Task goal -
Put the listing, from its first line through the line containing "[[268, 25], [322, 41]]", into a two-column CSV with the headers instruction and points. Give one row per point array: the text above that array goes in instruction with its line breaks turned into spaces, the array goes in points, and every field is quoted.

Provided records -
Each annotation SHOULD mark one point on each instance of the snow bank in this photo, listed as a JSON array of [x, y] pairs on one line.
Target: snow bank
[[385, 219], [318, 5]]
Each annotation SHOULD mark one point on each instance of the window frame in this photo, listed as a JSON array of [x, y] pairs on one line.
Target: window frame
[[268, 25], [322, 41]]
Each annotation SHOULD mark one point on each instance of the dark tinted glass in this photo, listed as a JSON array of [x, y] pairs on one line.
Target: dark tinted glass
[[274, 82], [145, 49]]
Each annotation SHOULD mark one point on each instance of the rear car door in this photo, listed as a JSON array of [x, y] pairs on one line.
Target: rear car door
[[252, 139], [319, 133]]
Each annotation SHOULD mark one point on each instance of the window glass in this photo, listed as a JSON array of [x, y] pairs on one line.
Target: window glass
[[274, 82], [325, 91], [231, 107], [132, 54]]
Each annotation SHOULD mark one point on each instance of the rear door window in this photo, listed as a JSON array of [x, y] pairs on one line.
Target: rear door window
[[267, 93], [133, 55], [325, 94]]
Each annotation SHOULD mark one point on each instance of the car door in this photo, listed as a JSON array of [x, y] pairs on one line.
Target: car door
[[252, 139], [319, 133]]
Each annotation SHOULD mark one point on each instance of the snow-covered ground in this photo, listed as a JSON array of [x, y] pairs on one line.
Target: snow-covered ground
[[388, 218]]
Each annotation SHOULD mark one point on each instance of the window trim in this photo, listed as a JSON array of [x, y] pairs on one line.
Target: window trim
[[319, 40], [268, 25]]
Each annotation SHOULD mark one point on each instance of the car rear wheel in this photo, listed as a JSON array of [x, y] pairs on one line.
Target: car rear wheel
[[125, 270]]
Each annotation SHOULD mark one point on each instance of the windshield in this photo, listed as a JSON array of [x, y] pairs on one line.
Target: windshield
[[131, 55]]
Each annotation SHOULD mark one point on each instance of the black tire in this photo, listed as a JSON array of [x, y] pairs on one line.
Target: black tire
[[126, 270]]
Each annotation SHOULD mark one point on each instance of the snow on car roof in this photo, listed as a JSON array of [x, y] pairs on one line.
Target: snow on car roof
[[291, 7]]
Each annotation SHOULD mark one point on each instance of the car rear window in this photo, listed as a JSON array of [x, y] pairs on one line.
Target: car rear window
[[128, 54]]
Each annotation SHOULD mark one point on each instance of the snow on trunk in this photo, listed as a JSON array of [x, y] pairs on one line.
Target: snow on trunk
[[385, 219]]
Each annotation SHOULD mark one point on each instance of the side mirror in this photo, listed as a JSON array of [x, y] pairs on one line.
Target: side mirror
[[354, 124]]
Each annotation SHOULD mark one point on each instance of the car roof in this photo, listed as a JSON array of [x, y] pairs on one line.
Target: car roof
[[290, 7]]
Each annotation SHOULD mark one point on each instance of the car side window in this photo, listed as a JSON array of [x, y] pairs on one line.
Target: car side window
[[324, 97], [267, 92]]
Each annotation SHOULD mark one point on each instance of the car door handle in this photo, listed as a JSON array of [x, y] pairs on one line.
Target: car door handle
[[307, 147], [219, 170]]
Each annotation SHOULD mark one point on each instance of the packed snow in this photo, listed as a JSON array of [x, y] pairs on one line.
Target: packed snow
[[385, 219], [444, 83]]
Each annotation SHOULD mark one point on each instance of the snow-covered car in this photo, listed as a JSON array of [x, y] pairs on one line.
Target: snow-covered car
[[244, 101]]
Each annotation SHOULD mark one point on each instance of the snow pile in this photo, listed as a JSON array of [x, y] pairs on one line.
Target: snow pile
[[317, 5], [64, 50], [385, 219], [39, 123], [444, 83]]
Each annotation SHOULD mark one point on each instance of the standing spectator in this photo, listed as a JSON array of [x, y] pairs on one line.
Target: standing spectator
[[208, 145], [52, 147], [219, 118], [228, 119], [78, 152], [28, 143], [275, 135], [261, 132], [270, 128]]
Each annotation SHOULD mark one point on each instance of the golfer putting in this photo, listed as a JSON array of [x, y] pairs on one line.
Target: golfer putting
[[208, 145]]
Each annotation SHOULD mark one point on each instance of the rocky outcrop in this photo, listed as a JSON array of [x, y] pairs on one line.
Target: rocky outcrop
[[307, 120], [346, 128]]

The answer -
instruction,points
"Each annotation SHOULD mark one point on each instance of the snow bank in this photo, listed as a JSON array of [x, y] pairs on one line. Target: snow bank","[[385, 219], [318, 5]]"
"Each annotation SHOULD mark one point on each instance of the window frame in this photo, listed as a JSON array of [x, y] pairs on one line. Target: window frame","[[268, 25], [322, 41]]"